▶ [Things to do]
1/ In the episode transcript, change "relationship" to "partnership" and reproduce the part that opens with the words containing "Episode Transcript" and closes with "dream life together.".
2/ According to the episode transcript, what are the hosts' names?
3/ Pick up the episode transcript after its last line and keep it going.

▶ [Page excerpt]

Episode Transcript
[00:00:01] Speaker A: Apologizing is more than just saying sorry. It's about genuinely understanding and addressing the hurt you've caused. It can build trust, enhance emotional intimacy and foster forgiveness, ultimately strengthening your relationship. However, many of us find apologising daunting due to vulnerability, ego and the fear of rejection. In this episode, we'll break down three critical steps to crafting a better apology. We'll also discuss some common pitfalls to avoid and what to do when apologies are not admittedly accepted.
[00:00:35] Speaker B: Hey, we're Kim and Rog and we're here to show couples how to get the best out of their relationship so they can start living their dream life together.
[00:00:42] Speaker A: We're a West Aussie couple who are living the life of our dreams. We don't entertain the word should, we think about the future as a field of possibilities and we let joy be our compass.

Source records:

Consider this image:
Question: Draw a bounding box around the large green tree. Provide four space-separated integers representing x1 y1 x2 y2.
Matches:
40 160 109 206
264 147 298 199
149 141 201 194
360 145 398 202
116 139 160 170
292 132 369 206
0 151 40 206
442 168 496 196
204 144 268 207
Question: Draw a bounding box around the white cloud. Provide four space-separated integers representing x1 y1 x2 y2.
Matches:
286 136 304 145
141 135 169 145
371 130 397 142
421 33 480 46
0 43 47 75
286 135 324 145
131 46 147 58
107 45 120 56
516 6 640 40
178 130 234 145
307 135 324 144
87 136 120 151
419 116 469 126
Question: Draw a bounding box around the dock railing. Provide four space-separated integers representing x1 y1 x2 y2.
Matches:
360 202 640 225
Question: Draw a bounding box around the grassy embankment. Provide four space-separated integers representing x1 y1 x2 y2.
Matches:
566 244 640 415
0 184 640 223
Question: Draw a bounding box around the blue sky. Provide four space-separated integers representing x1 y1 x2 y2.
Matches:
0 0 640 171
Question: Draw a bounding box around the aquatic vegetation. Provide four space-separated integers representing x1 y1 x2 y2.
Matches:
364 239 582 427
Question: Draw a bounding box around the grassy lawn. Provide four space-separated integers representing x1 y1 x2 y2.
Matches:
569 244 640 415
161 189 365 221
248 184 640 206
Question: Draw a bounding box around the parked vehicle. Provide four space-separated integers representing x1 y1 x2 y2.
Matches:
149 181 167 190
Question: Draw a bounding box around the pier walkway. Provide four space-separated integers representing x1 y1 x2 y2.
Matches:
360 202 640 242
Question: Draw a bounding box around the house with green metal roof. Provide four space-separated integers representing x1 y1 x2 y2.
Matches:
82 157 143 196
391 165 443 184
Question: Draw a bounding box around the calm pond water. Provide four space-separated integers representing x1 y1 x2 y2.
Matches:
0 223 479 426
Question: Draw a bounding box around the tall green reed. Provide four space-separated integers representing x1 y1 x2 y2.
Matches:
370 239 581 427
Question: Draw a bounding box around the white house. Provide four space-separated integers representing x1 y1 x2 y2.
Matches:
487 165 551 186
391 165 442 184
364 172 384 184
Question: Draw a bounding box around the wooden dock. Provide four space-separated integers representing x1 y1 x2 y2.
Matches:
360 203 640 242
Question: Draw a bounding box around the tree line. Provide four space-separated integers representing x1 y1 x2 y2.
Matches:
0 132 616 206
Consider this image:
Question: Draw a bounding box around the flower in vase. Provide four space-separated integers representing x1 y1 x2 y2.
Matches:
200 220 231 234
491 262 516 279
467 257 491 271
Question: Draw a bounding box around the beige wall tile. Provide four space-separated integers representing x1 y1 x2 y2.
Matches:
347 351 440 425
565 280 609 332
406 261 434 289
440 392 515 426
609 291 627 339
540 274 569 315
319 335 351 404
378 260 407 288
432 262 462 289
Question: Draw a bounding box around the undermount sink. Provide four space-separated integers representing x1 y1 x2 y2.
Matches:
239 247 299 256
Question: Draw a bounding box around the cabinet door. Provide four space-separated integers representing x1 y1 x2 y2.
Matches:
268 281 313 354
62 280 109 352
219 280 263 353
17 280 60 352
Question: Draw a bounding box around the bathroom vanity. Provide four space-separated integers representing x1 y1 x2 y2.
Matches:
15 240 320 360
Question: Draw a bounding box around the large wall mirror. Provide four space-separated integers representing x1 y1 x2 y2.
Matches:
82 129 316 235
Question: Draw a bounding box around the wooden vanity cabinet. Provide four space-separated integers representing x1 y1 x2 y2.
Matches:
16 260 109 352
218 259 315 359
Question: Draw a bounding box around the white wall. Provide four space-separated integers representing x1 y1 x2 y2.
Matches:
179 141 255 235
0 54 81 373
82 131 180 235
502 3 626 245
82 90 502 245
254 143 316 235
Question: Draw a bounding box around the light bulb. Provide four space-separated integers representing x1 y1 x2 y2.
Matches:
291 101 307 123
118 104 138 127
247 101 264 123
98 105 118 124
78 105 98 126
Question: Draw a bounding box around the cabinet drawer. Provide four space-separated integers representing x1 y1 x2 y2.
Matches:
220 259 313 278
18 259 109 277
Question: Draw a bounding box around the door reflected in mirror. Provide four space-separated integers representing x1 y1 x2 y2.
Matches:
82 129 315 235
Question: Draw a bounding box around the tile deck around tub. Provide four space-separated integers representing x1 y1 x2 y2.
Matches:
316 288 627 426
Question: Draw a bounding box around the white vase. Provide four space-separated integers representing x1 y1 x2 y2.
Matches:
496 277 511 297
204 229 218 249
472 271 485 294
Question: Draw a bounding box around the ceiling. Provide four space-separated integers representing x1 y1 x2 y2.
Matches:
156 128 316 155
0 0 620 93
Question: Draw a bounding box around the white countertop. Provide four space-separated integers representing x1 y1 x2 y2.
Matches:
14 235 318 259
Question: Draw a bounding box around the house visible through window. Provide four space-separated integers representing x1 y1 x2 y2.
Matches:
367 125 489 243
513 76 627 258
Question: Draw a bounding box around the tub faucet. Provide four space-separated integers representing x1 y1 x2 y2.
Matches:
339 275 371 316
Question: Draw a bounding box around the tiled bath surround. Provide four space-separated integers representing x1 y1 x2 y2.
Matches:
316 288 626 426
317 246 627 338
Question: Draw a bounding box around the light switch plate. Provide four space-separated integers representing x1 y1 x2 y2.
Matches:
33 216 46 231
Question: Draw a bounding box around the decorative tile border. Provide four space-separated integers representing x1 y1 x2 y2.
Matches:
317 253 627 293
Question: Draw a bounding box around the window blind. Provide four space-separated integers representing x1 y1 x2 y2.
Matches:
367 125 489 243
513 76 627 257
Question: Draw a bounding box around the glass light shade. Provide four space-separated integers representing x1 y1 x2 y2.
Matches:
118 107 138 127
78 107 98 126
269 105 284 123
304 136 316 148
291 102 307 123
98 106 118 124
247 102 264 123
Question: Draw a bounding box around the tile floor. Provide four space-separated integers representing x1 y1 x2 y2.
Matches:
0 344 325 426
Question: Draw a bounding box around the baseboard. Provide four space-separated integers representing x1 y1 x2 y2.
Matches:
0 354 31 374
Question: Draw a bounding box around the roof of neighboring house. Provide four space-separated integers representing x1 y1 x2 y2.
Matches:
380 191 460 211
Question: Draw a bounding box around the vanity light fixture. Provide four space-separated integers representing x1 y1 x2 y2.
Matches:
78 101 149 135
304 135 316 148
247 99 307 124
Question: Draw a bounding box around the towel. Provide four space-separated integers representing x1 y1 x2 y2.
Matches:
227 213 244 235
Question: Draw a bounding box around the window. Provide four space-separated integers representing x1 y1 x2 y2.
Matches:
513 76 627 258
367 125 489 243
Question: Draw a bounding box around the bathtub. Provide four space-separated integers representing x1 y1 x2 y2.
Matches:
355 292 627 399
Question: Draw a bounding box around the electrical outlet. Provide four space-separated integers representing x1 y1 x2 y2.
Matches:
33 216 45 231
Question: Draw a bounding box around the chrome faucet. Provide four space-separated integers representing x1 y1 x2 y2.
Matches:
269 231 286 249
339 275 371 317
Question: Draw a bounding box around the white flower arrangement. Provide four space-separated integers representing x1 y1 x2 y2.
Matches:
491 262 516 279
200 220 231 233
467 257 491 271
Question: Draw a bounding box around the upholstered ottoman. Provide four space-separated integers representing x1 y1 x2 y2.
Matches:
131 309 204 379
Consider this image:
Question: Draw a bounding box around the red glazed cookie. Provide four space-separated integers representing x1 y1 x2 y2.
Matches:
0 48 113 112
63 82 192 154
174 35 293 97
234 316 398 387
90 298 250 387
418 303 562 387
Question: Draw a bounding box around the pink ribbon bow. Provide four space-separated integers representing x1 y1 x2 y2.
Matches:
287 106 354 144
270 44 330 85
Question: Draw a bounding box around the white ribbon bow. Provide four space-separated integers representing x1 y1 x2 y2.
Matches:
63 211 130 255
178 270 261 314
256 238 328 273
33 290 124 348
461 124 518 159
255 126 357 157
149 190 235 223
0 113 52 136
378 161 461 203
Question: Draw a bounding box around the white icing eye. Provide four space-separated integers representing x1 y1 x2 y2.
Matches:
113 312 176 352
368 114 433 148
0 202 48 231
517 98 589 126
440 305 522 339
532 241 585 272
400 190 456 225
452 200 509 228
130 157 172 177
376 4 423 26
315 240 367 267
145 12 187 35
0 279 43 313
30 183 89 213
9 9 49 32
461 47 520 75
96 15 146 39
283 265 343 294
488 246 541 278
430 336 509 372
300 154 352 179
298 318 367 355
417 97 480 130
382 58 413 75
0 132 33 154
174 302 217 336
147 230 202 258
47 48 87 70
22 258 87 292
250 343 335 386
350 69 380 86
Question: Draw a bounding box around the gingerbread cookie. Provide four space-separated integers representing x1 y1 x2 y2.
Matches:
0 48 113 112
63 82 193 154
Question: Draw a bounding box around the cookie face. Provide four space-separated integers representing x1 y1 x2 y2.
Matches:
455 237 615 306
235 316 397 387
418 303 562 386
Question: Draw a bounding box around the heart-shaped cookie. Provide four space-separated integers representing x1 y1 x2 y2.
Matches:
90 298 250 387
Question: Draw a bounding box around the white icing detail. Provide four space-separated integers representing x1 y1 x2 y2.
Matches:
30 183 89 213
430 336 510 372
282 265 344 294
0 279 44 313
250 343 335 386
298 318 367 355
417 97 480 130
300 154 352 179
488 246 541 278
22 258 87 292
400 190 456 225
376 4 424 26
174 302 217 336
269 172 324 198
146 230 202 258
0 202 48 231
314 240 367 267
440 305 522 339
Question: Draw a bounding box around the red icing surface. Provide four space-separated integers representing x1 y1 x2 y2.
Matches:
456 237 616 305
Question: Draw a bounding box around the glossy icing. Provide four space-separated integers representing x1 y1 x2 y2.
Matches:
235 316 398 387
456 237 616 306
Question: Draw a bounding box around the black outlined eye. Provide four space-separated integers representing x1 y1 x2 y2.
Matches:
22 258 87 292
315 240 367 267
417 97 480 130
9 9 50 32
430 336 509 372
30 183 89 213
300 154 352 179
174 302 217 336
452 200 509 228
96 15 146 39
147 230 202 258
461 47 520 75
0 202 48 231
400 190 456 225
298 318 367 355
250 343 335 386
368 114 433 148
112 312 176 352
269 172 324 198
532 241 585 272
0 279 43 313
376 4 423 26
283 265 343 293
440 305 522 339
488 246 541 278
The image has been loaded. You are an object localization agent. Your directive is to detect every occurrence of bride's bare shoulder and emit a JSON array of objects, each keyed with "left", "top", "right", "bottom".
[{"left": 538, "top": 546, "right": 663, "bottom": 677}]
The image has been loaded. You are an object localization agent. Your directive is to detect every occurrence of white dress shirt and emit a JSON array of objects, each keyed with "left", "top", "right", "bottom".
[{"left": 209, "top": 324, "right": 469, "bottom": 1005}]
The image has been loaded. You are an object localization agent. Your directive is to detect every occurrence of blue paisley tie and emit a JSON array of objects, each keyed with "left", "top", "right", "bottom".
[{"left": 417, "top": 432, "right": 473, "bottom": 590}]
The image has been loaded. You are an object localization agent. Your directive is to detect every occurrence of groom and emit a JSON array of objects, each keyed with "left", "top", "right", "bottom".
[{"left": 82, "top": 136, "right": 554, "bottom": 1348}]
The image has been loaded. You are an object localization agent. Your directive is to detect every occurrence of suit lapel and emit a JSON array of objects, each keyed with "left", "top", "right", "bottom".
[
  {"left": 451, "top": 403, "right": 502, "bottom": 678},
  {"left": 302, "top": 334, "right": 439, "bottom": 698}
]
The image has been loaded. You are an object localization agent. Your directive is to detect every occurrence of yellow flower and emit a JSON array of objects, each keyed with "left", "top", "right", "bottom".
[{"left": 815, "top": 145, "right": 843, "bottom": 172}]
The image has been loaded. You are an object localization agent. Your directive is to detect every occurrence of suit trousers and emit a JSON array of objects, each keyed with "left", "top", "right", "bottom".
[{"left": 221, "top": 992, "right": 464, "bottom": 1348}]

▶ [Answers in order]
1/
Episode Transcript
[00:00:01] Speaker A: Apologizing is more than just saying sorry. It's about genuinely understanding and addressing the hurt you've caused. It can build trust, enhance emotional intimacy and foster forgiveness, ultimately strengthening your partnership. However, many of us find apologising daunting due to vulnerability, ego and the fear of rejection. In this episode, we'll break down three critical steps to crafting a better apology. We'll also discuss some common pitfalls to avoid and what to do when apologies are not admittedly accepted.
[00:00:35] Speaker B: Hey, we're Kim and Rog and we're here to show couples how to get the best out of their partnership so they can start living their dream life together.

2/ Kim and Rog.

3/
[00:00:51] Speaker B: We've taken the simple idea of working as a team and applied it to our marriage and it's been a game changer, allowing us to work out what truly lights us up in life and to go after it together.
[00:01:00] Speaker A: From living in snowy Japan to starting our own house flipping business, we've achieved some big dreams and most importantly, we feel fulfilled and are having the most fun we've ever had.
[00:01:08] Speaker B: Pick conversations from inspiring couples, thoughts from relationship experts and tales from our own lives as we help you to gain the wisdom and skills you'll need to turn your relationship into a real team.
[00:01:18] Speaker A: These are relationship conversations for real people, by real people. So sit back, get comfort in whatever tickles you, pickle and enjoy living the team life.
Kim and I have spoken before about the relationship cycle, how all relationships at any one point will be in a state of harmony. Disharmony and repair. And of course, harmony is where you want to be.
But of course, repair is the process of addressing disharmony, resolving conflicts and restoring the connection.
And what's fundamental to repair an apology. And the truth is, many of us are no good at them. The Gottman's actually found that couples who effectively apologise and repair tend to have longer, stronger, more resilient relationships.
[00:02:13] Speaker B: This is a good one. We had a repair this morning. Someone tried to rush their repair, told me we were in a state of harmony, and I said, no, my friend, we are still in a state of repair.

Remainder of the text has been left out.